__What is being asked__
Write out the data below again with every "keypoint" switched to "marker", changing nothing else and leaving out the pictures.

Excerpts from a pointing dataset
>> start

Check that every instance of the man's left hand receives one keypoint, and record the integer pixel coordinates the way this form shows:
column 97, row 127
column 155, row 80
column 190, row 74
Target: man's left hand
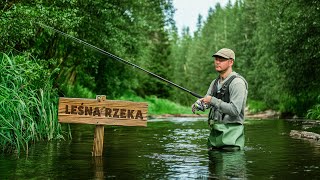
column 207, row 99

>> end

__Solution below__
Check that every instance of the man's left hand receives one marker, and record the integer pixel coordinates the way this form shows:
column 97, row 127
column 155, row 80
column 190, row 74
Target: man's left hand
column 207, row 99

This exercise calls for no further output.